→ PROMPT
Write out every record below word for word, leaving nothing out and changing nothing.

→ GIVEN INFORMATION
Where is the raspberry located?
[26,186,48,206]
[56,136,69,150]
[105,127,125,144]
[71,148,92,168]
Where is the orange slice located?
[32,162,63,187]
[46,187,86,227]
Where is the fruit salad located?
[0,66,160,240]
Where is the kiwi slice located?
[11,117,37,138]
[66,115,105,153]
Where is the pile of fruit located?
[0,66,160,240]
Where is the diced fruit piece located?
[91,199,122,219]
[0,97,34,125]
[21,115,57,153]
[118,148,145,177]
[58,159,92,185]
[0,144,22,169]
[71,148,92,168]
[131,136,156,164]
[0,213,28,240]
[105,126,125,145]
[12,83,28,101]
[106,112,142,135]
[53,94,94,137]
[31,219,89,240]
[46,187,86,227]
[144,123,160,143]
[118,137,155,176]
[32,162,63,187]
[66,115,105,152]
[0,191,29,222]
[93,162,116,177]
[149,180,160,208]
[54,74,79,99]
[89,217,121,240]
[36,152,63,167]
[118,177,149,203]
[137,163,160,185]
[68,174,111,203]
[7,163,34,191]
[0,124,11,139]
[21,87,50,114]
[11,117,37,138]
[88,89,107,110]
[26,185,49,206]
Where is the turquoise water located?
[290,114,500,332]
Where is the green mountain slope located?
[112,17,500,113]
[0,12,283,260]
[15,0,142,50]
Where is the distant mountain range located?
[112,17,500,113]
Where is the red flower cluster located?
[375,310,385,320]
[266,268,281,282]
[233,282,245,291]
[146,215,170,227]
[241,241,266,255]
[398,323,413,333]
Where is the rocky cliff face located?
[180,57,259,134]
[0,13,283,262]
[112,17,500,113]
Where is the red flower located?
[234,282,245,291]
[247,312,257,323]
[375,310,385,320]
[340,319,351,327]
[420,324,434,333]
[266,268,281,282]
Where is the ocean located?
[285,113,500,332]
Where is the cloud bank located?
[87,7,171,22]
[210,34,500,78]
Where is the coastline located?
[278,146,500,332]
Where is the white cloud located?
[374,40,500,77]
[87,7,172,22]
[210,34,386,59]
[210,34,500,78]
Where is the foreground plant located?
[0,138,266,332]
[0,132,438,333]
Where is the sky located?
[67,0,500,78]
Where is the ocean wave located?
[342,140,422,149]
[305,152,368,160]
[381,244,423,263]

→ SOLUTION FOR THIS EXERCISE
Where is the raspberry located?
[26,186,48,206]
[56,136,69,150]
[105,127,125,144]
[71,148,92,168]
Where is the orange slice located?
[32,162,63,187]
[46,187,86,227]
Where is the fruit salad located?
[0,66,160,240]
Where is the kiwi slice located?
[11,117,37,138]
[66,115,105,153]
Where is the pile of fruit located?
[0,66,160,240]
Where is the diced fruit piece located?
[91,199,122,219]
[0,97,34,125]
[21,115,57,153]
[118,148,145,177]
[58,159,92,185]
[0,144,22,169]
[71,148,92,168]
[131,136,156,164]
[0,213,28,240]
[105,126,125,145]
[12,83,28,101]
[106,112,142,135]
[53,94,94,137]
[31,219,89,240]
[46,187,86,227]
[144,123,160,143]
[118,137,155,176]
[32,162,63,187]
[66,115,105,152]
[0,191,29,222]
[93,162,116,177]
[149,180,160,208]
[54,74,79,99]
[89,217,121,240]
[36,152,63,167]
[118,177,149,203]
[137,163,160,185]
[68,174,111,203]
[7,163,34,191]
[0,124,11,139]
[21,87,50,114]
[11,117,37,138]
[88,89,107,110]
[26,185,49,206]
Where is the turquoise water located?
[290,114,500,332]
Where is the green mountain slope located?
[112,17,500,113]
[0,12,283,260]
[15,0,142,50]
Where is the distant mountain range located?
[112,17,500,113]
Where is the red flower cluster located?
[375,310,385,320]
[266,268,281,282]
[233,282,245,291]
[146,215,170,227]
[241,241,266,255]
[398,323,413,333]
Where is the rocky cliff face located?
[180,57,259,134]
[0,13,283,262]
[112,17,500,113]
Where is the red flower located?
[234,282,245,291]
[247,312,257,323]
[375,310,385,320]
[340,319,351,327]
[420,324,434,333]
[266,268,281,282]
Where is the ocean located?
[285,113,500,332]
Where is the cloud bank located?
[87,7,171,22]
[210,34,500,78]
Where is the coastline located?
[278,146,500,332]
Where is the white cloud located?
[374,40,500,77]
[87,7,172,22]
[210,34,386,59]
[210,34,500,78]
Where is the foreground plant located?
[0,138,266,332]
[0,132,438,333]
Where is the sky located?
[67,0,500,78]
Where is the ocean wave located?
[342,140,422,149]
[305,152,368,160]
[381,244,423,263]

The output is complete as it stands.